**Exercise goal**: Change "innermost point" to "central point" everywhere in the lines below and leave the rest of each line as it is. Omit the pictures from your answer.

A block of data:
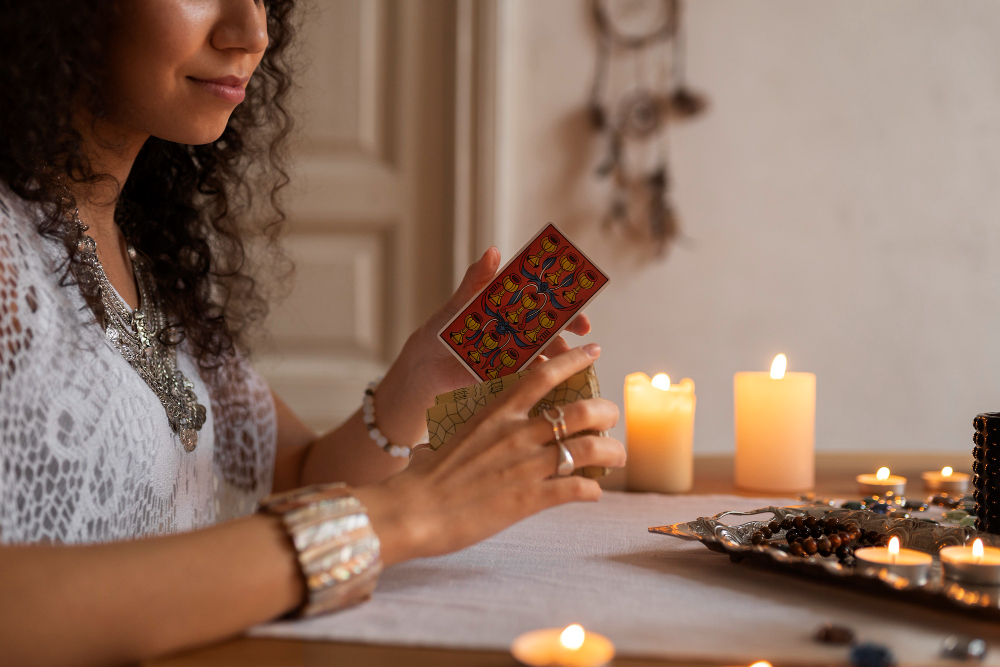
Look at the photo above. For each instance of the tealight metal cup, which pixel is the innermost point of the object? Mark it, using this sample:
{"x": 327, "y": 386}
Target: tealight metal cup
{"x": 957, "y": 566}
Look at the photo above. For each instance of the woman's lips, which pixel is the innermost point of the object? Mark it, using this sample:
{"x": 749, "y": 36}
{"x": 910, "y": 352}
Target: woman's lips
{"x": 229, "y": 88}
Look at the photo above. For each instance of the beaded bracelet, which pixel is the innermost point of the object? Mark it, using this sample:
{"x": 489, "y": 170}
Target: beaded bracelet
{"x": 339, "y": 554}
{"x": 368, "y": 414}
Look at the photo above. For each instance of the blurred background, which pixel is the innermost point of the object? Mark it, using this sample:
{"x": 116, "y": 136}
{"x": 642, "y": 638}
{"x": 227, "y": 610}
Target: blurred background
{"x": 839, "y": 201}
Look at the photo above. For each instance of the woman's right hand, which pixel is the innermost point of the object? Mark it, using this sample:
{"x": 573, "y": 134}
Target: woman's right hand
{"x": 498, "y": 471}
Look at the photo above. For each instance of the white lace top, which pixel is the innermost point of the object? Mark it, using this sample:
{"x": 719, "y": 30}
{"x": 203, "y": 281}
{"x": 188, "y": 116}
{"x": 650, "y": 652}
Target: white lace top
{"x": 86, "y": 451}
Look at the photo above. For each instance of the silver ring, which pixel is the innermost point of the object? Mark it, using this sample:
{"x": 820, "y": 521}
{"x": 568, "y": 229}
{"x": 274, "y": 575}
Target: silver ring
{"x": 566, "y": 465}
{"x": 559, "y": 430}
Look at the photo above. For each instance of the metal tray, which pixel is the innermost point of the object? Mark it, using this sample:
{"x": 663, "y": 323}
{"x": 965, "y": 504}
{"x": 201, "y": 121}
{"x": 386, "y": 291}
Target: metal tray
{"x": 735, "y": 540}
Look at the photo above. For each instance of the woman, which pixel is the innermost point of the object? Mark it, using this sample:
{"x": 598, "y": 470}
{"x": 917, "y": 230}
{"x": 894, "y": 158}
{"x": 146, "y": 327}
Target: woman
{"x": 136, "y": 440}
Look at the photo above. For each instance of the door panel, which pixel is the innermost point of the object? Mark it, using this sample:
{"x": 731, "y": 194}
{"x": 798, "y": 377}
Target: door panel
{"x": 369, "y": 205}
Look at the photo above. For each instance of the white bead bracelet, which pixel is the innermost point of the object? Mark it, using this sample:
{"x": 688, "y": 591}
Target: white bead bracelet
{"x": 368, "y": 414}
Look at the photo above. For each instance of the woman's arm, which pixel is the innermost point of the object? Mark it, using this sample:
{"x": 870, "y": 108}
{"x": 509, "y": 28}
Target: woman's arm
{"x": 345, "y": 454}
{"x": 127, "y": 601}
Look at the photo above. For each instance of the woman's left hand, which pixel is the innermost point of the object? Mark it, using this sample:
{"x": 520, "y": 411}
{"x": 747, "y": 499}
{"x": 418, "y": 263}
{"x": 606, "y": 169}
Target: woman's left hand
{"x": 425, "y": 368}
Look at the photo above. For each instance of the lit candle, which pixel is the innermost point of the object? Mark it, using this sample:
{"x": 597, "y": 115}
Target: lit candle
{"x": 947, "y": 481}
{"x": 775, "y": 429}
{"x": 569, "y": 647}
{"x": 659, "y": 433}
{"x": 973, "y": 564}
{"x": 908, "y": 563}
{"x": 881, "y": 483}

**Correct output**:
Look at the photo above. For each instance of the tealight metal cup, which pixel is the central point of the object? Mark it, using this sample:
{"x": 327, "y": 386}
Target: tealight metal cup
{"x": 957, "y": 566}
Look at the photo above. For each instance of the woman's lips, which pixel is the central point of the object? Mark it, using this sample:
{"x": 749, "y": 36}
{"x": 910, "y": 352}
Target: woman's lips
{"x": 229, "y": 88}
Look at the photo above. For each instance of the beaded bracelet, which pixel is the central point of the object? Mark it, using this sample:
{"x": 489, "y": 170}
Target: beaded bracelet
{"x": 339, "y": 554}
{"x": 368, "y": 414}
Look at the photo above. For each instance of the blurred background, which pixel is the central point of the object? Mark it, using this sample:
{"x": 116, "y": 136}
{"x": 642, "y": 638}
{"x": 227, "y": 610}
Target: blurred background
{"x": 839, "y": 201}
Look at the photo above. For each instance of the woman's right hand, which pixel is the central point of the object? Mark it, using this sample:
{"x": 573, "y": 134}
Target: woman's right hand
{"x": 498, "y": 471}
Look at the photo above. For each instance of the white lace top, which pixel is the central point of the object? Mark it, using this sample:
{"x": 719, "y": 30}
{"x": 203, "y": 281}
{"x": 188, "y": 116}
{"x": 650, "y": 652}
Target: white lace top
{"x": 86, "y": 451}
Look at the photo above. For each instance of the silver ring, which pixel is the central point of the object? Mark it, using this sample:
{"x": 820, "y": 521}
{"x": 568, "y": 229}
{"x": 274, "y": 575}
Target: silver ring
{"x": 566, "y": 465}
{"x": 559, "y": 430}
Look at the photo above. For each instance of the metal tray, which pixel is the central point of the object? Mark it, using this sample:
{"x": 663, "y": 323}
{"x": 965, "y": 504}
{"x": 201, "y": 121}
{"x": 386, "y": 291}
Target: metal tray
{"x": 735, "y": 540}
Look at the photo above. For each instance of the woman, which pixel is the central point of the object? Mark it, using this sample:
{"x": 598, "y": 470}
{"x": 917, "y": 230}
{"x": 894, "y": 158}
{"x": 146, "y": 327}
Target: woman
{"x": 136, "y": 440}
Look at the photo above. For each instance of the door panel, which pixel is the central point of the object? Mark it, using this sample:
{"x": 731, "y": 194}
{"x": 798, "y": 377}
Target: door panel
{"x": 369, "y": 205}
Look at the photo above. For each instance of the white bead bracelet, which pixel is the central point of the object? Mark it, using this sample:
{"x": 688, "y": 591}
Target: white bead bracelet
{"x": 368, "y": 414}
Look at the photo above. For each instance of the woman's arm, which pixel is the central point of the object? Mark it, using this sample:
{"x": 870, "y": 108}
{"x": 509, "y": 28}
Target: woman's arm
{"x": 345, "y": 454}
{"x": 127, "y": 601}
Look at the photo above. For each instance of the woman's left hand, which pixel is the central point of the object? Mark it, using this sample:
{"x": 520, "y": 411}
{"x": 747, "y": 499}
{"x": 418, "y": 263}
{"x": 606, "y": 169}
Target: woman's left hand
{"x": 425, "y": 368}
Look at the photo above. For each instance of the lit candle, which pixel is the central point of the object? Mark it, using this sample:
{"x": 597, "y": 115}
Target: lit candle
{"x": 947, "y": 481}
{"x": 775, "y": 429}
{"x": 569, "y": 647}
{"x": 659, "y": 433}
{"x": 973, "y": 564}
{"x": 908, "y": 563}
{"x": 881, "y": 483}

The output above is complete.